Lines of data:
···
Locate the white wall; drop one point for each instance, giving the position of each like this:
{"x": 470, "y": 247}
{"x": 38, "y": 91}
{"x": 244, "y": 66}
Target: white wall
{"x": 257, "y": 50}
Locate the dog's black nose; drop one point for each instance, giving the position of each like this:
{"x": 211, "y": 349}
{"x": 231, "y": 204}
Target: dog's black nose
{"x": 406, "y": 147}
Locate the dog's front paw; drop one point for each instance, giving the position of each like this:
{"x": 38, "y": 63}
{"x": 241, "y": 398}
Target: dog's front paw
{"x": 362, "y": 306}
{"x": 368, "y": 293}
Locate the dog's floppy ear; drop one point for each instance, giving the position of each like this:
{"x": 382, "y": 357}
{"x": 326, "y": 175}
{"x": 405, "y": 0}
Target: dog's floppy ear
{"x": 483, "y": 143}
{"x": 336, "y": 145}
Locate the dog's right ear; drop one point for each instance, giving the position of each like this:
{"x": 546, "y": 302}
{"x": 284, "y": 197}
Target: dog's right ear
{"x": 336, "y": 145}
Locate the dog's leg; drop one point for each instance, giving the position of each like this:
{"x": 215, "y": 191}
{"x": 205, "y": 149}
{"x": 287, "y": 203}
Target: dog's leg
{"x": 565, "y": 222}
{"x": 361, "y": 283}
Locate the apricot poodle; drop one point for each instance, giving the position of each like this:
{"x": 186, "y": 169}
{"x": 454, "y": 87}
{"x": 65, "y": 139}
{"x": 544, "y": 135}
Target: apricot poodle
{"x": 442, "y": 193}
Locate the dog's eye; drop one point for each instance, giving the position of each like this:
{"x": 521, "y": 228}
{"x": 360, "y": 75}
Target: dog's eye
···
▸ PROBLEM STATEMENT
Take the lines above and print them exactly.

▸ OUTPUT OF THE EXERCISE
Locate the white wall; drop one point for each instance, giving the position of each like this:
{"x": 470, "y": 247}
{"x": 38, "y": 91}
{"x": 244, "y": 66}
Target: white wall
{"x": 257, "y": 50}
Locate the dog's black nose; drop one point for each instance, giving the position of each like this:
{"x": 211, "y": 349}
{"x": 231, "y": 204}
Target: dog's black nose
{"x": 406, "y": 147}
Locate the dog's front paw; drop one point for each instance, giving the position of each like this:
{"x": 38, "y": 63}
{"x": 241, "y": 398}
Target: dog's front paw
{"x": 362, "y": 306}
{"x": 368, "y": 293}
Locate the dog's floppy ear; drop one point for each instance, giving the position of each like this:
{"x": 382, "y": 357}
{"x": 326, "y": 175}
{"x": 405, "y": 0}
Target: dog's floppy ear
{"x": 483, "y": 143}
{"x": 336, "y": 145}
Locate the dog's right ear; drop one point for each instance, giving the position of each like this:
{"x": 546, "y": 302}
{"x": 284, "y": 197}
Target: dog's right ear
{"x": 336, "y": 145}
Locate the dog's leg; drop one point for each instance, giving the position of each like this:
{"x": 215, "y": 191}
{"x": 205, "y": 149}
{"x": 287, "y": 203}
Target: dog's leg
{"x": 565, "y": 222}
{"x": 361, "y": 283}
Locate the apricot poodle; drop one point for each instance, giving the position of each like this:
{"x": 186, "y": 169}
{"x": 454, "y": 87}
{"x": 65, "y": 139}
{"x": 544, "y": 135}
Target: apricot poodle
{"x": 442, "y": 193}
Locate the dog's eye; drop one point for each instance, giving the position of each like this:
{"x": 521, "y": 228}
{"x": 360, "y": 75}
Target: dog's eye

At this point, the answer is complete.